[Data provided]
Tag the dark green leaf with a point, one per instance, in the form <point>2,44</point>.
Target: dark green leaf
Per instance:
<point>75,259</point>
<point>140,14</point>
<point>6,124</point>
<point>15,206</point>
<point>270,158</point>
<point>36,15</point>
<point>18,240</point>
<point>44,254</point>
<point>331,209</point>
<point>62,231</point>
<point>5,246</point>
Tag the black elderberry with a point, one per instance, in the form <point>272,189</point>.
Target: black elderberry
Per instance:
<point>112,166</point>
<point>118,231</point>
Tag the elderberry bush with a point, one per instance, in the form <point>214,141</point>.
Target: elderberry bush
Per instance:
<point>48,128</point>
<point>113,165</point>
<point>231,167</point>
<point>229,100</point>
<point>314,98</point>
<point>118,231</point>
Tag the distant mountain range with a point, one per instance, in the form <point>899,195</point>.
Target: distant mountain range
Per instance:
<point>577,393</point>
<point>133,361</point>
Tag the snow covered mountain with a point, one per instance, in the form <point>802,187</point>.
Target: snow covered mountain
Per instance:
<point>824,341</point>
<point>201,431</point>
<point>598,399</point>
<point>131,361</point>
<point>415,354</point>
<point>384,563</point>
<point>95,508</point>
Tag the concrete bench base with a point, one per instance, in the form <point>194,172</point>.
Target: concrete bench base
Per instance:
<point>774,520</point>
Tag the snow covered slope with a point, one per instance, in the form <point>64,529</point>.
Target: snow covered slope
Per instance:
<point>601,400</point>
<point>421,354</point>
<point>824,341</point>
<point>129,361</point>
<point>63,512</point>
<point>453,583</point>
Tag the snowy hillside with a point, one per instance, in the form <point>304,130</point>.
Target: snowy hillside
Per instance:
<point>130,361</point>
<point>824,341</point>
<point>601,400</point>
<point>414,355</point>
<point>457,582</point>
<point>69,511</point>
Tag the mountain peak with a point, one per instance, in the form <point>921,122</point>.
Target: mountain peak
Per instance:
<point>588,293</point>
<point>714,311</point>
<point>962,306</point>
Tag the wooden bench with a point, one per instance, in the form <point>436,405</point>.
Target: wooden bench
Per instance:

[Problem to solve]
What is needed is an exact copy of the lines above, from the one containing "Target: dark green leaf" through the one containing "Target: snow covered mountain", with nothing added.

[Answer to the problem]
Target: dark green leaf
Per instance:
<point>75,259</point>
<point>140,14</point>
<point>6,124</point>
<point>15,206</point>
<point>270,158</point>
<point>36,15</point>
<point>18,240</point>
<point>44,254</point>
<point>331,209</point>
<point>62,231</point>
<point>5,246</point>
Tag the black elderberry with a point, one per instance, in the form <point>272,189</point>.
Target: black elderberry
Per instance:
<point>112,166</point>
<point>118,231</point>
Tag the elderberry bush with a point, one per instance, in the form <point>214,141</point>.
Target: elderberry bush
Per instance:
<point>48,128</point>
<point>113,165</point>
<point>231,167</point>
<point>229,100</point>
<point>314,98</point>
<point>118,231</point>
Tag the distant mountain range with a point, one per instance, in the form <point>899,195</point>.
Target: distant mountain range
Per instance:
<point>577,393</point>
<point>133,361</point>
Tag the snow covered mountain with a point, one per instance, in the form <point>802,187</point>.
Target: snow covered mountain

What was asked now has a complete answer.